--- START ---

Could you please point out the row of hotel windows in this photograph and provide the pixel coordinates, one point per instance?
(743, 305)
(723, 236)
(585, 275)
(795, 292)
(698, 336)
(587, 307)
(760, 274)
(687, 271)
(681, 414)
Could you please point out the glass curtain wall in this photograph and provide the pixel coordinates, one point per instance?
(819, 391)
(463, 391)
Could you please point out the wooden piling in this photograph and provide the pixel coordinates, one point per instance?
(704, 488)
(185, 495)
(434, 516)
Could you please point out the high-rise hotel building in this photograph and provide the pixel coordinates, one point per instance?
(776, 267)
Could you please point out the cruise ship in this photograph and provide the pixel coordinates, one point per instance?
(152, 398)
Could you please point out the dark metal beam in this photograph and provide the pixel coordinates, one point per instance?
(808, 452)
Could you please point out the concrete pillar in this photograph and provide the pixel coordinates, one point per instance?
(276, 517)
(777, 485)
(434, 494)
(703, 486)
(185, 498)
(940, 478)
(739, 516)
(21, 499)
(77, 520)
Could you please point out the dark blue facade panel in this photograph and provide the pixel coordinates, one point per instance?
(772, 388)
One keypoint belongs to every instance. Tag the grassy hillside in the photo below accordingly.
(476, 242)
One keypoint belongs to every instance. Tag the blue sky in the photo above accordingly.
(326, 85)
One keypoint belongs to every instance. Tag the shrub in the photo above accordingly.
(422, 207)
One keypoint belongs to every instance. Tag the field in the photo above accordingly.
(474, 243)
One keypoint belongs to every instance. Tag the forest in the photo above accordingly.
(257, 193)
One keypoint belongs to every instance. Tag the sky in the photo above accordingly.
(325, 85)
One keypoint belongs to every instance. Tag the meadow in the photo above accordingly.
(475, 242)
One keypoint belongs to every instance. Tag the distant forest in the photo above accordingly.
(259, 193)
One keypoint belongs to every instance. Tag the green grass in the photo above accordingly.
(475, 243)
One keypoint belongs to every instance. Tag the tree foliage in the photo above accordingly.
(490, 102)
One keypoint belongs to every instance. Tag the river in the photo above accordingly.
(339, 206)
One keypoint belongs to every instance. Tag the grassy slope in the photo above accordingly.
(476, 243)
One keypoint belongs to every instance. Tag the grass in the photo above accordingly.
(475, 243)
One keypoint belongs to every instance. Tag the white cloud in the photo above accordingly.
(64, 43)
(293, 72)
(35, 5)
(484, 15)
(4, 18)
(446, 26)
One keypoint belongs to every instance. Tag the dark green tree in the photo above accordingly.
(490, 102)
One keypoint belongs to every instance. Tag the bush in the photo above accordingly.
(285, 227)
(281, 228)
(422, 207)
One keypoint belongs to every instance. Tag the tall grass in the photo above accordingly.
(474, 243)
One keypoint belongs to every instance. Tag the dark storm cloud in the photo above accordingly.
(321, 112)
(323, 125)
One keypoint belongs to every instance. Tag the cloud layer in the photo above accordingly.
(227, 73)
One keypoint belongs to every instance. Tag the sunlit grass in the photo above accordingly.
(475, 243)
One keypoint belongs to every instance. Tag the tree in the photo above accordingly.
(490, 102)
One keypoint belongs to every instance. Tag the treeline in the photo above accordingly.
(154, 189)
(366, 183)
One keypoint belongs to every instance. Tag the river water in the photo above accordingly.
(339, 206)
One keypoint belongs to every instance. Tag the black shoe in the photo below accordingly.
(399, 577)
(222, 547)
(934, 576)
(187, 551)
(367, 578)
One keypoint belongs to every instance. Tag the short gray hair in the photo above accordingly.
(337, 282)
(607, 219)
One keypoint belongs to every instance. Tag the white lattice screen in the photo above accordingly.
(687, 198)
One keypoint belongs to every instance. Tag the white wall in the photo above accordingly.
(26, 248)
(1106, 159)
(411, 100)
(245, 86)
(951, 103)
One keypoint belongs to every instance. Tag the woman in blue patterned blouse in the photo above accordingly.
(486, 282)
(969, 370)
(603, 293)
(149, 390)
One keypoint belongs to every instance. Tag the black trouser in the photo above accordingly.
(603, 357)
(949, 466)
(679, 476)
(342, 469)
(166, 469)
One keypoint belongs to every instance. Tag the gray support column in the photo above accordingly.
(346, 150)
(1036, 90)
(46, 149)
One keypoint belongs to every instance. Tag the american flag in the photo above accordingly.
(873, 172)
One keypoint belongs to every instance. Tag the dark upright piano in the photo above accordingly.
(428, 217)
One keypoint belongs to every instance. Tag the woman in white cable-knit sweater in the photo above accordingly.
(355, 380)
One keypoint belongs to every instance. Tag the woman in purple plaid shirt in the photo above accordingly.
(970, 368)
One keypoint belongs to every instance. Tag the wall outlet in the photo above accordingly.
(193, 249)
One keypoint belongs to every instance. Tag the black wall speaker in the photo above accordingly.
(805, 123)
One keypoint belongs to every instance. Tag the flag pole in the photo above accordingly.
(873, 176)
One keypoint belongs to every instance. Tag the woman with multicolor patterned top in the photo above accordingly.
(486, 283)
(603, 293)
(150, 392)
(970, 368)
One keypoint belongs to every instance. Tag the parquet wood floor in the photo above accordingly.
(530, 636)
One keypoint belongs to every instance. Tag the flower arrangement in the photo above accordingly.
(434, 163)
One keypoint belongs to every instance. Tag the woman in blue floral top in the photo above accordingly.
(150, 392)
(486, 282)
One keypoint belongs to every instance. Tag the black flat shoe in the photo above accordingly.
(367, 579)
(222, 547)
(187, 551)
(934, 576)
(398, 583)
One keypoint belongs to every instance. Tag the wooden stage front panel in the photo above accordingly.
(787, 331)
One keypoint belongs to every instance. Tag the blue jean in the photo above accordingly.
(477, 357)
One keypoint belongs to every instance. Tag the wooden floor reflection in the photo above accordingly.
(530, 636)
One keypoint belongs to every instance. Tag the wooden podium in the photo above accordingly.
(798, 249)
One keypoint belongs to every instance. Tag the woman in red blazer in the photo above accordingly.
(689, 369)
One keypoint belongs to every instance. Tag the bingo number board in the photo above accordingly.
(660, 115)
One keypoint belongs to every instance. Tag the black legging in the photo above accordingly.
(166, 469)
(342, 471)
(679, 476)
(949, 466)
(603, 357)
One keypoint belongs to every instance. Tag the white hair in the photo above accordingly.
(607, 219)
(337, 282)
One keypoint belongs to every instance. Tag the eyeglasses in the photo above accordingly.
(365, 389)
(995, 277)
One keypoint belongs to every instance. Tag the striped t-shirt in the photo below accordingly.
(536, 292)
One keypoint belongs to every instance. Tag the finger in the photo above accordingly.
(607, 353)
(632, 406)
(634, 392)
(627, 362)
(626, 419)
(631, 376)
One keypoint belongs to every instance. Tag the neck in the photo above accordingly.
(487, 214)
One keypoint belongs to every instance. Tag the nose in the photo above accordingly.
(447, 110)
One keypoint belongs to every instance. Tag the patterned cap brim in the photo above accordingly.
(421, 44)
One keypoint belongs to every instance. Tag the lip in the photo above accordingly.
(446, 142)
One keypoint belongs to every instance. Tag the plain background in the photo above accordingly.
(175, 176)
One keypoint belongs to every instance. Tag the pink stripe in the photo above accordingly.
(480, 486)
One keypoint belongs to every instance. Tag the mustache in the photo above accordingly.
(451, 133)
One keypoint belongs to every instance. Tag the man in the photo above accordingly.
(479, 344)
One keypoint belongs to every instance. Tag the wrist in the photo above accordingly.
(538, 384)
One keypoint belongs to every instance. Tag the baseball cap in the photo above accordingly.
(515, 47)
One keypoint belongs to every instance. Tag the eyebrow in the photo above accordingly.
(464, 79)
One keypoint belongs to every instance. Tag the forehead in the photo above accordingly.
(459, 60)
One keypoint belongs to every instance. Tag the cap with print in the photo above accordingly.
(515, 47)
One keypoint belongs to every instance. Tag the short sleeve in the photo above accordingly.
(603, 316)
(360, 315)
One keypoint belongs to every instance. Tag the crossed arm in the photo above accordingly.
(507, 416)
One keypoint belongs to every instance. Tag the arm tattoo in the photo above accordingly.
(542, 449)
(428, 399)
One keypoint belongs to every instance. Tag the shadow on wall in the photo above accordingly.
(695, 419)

--- END ---

§ **Task to carry out**
What you return must match, line for line, the data from the line containing "One keypoint belongs to every instance. Tag the forehead" to its end, both ends included.

§ **Completed exercise**
One keypoint belongs to every instance. Tag the forehead in the photo above accordingly.
(459, 60)
One keypoint belongs to every instance. Tag the cap with print in the photo above accordingly.
(515, 47)
One keypoint belongs to every instance. Tag the short sleeve in the photo above accordingly.
(603, 316)
(360, 315)
One keypoint belongs to every instance. Tag the crossed arm in the photo above accordingly.
(507, 416)
One keypoint belongs to every instance. Tag the arm tattoo in the photo above accordingly.
(542, 449)
(428, 399)
One keypoint belongs to every instance. Tag the shadow on wall in the photo above accordingly.
(695, 419)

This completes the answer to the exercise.